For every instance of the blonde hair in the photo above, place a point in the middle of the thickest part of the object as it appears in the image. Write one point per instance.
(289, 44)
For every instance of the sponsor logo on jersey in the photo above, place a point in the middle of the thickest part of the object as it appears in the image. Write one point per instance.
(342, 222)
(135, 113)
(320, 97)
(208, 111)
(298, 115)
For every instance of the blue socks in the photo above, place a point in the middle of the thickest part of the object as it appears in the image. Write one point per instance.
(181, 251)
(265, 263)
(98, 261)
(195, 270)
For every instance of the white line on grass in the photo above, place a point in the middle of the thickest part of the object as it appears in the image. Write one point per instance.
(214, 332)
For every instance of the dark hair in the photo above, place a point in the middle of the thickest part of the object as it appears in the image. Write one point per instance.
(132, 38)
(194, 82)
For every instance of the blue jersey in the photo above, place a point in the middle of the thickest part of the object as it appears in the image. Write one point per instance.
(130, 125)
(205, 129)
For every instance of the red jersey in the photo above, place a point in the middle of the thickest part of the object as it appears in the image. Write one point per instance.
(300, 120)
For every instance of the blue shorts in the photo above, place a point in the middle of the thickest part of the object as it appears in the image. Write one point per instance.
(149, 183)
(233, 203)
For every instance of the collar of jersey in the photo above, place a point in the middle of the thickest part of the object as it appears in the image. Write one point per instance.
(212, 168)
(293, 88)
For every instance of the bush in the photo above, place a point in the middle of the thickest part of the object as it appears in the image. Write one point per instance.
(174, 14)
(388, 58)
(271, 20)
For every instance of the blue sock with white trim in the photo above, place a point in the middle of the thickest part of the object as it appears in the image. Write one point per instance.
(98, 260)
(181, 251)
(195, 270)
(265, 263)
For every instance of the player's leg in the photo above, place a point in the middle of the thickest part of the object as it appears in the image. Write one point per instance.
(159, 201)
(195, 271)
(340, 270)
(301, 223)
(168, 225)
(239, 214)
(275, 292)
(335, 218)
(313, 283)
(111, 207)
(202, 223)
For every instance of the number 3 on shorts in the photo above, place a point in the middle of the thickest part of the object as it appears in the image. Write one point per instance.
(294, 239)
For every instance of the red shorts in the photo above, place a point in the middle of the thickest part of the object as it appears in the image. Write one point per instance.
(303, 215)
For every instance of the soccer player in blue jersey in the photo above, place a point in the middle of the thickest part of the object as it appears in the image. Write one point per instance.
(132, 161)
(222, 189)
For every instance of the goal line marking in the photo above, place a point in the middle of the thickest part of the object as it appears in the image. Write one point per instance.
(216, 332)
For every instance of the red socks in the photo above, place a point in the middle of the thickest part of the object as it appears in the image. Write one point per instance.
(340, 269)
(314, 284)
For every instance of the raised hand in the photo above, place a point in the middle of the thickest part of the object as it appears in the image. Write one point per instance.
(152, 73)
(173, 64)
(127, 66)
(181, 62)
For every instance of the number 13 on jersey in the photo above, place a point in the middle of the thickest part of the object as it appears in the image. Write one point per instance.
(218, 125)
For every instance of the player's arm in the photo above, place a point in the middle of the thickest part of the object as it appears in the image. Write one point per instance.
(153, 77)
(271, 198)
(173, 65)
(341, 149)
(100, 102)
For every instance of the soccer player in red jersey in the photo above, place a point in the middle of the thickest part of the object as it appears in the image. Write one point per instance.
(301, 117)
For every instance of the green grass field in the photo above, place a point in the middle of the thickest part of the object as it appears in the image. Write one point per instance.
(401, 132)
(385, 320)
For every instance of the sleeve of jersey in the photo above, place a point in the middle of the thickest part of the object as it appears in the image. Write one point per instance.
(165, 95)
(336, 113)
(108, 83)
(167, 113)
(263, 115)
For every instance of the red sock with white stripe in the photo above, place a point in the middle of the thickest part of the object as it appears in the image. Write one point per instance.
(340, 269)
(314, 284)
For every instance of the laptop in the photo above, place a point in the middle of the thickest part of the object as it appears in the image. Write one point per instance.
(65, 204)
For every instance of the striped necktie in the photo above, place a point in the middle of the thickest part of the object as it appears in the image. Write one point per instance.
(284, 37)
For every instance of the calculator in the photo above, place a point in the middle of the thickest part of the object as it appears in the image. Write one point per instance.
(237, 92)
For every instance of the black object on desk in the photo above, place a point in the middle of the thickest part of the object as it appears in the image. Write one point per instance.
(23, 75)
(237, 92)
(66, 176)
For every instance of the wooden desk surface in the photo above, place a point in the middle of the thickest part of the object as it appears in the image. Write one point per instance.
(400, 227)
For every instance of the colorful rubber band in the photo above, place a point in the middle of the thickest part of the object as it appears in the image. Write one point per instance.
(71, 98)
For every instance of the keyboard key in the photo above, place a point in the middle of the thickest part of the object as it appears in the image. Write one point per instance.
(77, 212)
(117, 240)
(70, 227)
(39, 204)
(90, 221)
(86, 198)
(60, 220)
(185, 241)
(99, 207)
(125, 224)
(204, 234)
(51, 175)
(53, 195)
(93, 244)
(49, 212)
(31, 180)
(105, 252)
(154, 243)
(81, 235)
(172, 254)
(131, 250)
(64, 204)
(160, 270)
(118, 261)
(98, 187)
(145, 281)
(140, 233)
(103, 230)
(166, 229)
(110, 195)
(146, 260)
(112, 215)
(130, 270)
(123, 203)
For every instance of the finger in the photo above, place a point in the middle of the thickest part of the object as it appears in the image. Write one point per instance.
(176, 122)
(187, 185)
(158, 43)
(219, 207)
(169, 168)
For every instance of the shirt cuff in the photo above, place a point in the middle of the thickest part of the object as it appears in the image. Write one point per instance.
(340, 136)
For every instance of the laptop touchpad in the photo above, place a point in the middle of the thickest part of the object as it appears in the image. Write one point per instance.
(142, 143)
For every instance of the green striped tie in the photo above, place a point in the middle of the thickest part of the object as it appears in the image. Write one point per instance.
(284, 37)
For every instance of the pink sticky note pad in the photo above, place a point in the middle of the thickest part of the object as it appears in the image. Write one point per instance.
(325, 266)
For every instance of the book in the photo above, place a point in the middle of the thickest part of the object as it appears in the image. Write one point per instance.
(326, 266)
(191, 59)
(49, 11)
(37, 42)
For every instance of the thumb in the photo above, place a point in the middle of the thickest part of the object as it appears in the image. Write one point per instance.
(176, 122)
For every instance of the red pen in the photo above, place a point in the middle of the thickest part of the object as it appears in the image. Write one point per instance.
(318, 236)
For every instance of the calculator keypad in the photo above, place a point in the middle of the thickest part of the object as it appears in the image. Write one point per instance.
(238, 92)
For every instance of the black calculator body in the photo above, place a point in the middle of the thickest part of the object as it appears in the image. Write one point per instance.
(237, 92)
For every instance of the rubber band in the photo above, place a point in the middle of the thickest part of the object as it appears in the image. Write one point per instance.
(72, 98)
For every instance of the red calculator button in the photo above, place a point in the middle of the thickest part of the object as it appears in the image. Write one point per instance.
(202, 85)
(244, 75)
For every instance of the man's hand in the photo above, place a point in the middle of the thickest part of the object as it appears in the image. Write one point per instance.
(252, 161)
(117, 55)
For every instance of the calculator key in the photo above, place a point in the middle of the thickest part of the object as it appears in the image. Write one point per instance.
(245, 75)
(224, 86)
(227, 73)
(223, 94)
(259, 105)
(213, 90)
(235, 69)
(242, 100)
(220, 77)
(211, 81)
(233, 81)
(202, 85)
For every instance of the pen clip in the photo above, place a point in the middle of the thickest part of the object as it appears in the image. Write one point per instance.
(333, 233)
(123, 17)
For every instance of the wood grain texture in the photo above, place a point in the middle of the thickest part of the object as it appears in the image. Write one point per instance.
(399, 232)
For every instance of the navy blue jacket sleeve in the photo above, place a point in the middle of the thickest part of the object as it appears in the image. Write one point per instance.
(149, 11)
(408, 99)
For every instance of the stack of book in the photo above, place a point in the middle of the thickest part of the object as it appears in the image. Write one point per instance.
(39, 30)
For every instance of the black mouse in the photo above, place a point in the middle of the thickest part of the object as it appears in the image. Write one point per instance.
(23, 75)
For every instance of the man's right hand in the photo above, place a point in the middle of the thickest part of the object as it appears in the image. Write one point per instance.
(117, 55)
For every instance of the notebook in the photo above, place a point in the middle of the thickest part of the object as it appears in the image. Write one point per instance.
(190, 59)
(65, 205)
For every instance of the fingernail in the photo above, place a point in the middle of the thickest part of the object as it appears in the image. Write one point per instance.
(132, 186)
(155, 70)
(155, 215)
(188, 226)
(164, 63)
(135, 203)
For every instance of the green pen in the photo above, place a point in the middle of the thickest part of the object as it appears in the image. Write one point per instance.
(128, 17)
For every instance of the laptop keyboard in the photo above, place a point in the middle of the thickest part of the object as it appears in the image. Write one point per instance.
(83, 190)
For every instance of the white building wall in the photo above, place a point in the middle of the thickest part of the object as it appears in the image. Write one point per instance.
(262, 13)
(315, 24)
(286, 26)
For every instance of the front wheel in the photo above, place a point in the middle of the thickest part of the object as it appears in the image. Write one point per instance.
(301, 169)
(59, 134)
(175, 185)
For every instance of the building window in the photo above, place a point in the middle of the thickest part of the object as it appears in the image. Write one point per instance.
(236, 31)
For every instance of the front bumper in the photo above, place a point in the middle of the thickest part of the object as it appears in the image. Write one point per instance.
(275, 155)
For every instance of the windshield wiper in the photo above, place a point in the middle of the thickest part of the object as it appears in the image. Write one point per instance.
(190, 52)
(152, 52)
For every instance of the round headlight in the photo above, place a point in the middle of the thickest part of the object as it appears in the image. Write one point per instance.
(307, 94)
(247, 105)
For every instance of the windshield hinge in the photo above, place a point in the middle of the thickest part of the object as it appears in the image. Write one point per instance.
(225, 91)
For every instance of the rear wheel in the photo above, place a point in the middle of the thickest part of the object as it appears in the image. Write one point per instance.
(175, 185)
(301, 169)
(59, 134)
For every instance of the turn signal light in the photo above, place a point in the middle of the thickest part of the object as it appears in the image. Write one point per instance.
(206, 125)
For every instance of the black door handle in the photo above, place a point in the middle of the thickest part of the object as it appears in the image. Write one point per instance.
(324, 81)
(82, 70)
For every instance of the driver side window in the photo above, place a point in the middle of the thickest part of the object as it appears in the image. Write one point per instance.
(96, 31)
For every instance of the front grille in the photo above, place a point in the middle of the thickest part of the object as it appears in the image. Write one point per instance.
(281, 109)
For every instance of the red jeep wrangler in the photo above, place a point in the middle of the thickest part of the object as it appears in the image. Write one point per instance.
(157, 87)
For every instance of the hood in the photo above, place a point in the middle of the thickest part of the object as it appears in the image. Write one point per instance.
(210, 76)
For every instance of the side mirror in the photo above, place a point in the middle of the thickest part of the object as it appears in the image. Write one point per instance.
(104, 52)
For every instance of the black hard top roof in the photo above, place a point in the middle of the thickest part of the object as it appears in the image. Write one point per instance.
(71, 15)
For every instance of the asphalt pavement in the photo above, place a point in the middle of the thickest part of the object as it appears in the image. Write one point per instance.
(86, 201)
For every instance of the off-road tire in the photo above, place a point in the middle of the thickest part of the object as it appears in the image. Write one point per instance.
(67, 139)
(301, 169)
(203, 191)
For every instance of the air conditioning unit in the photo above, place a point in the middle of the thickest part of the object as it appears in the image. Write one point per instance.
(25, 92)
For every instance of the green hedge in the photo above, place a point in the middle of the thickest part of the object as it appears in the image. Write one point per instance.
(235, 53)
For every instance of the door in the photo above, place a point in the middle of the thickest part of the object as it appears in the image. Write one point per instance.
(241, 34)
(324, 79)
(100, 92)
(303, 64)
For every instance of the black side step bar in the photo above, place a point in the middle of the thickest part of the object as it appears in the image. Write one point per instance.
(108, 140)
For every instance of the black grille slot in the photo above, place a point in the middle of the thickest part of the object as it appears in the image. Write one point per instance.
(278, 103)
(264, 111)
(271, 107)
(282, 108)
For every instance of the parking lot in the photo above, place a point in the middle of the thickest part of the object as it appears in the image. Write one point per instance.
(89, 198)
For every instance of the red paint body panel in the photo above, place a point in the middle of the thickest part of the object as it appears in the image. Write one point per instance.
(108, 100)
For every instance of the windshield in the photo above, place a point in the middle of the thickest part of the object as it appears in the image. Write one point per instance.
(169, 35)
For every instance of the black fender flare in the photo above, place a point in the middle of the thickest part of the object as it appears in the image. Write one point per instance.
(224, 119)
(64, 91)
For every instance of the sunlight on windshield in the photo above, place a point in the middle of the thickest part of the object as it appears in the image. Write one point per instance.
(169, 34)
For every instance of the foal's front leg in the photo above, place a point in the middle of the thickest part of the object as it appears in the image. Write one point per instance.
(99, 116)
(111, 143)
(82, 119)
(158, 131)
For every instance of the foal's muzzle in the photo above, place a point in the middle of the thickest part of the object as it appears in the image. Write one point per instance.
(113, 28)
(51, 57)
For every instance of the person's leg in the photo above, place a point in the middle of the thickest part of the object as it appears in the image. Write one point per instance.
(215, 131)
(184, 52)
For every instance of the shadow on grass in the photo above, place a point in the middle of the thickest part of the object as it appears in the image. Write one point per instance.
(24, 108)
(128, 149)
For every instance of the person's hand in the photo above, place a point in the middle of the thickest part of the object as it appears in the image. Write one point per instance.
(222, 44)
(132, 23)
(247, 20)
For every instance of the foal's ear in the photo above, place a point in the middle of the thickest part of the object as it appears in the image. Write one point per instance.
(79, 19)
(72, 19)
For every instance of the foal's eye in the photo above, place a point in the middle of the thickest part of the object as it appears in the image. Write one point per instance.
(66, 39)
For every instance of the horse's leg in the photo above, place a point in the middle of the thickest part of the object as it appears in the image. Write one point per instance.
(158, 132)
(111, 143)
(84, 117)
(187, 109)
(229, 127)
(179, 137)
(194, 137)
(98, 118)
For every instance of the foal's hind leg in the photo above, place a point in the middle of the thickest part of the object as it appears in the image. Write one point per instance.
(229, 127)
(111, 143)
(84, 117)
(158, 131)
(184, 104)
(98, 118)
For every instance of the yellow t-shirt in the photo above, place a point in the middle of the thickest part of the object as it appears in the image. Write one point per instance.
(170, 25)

======

- **What is required**: Which lines run from the one containing "For every instance of the shadow" to the end of the entries above? Quote exactly those, and only those.

- **In response**:
For every instance of the shadow on grass in the photo above, place a point in the middle of the thickest part of the object as it appears in the image. Write one point per instance.
(24, 108)
(128, 149)
For every instance of the person's hand in the photo above, place a point in the middle of the thickest part of the object as it appears in the image. Write one point per instance.
(222, 44)
(132, 23)
(247, 20)
For every instance of the foal's ear in the photo above, place a point in the middle of the thickest part of the object as it appears in the image. Write one point per instance.
(79, 19)
(72, 19)
For every instance of the foal's eye in the photo above, place a point in the middle of the thickest part of the object as it appears in the image. Write one point per instance.
(66, 39)
For every instance of the horse's leg in the photo above, place a point in the middle of the thickest part of the object as it appears in the image. Write one point per instance.
(158, 132)
(111, 143)
(84, 117)
(187, 109)
(229, 127)
(179, 137)
(194, 137)
(98, 118)
For every instance of the foal's hind leg in the photo above, place a point in the middle of the thickest part of the object as it appears in the image. Write one point per instance.
(229, 127)
(111, 143)
(84, 117)
(158, 131)
(184, 104)
(98, 118)
For every instance of the yellow t-shirt in the photo above, place a point in the middle of the thickest part of the object as it appears in the image. Write one point per instance.
(170, 25)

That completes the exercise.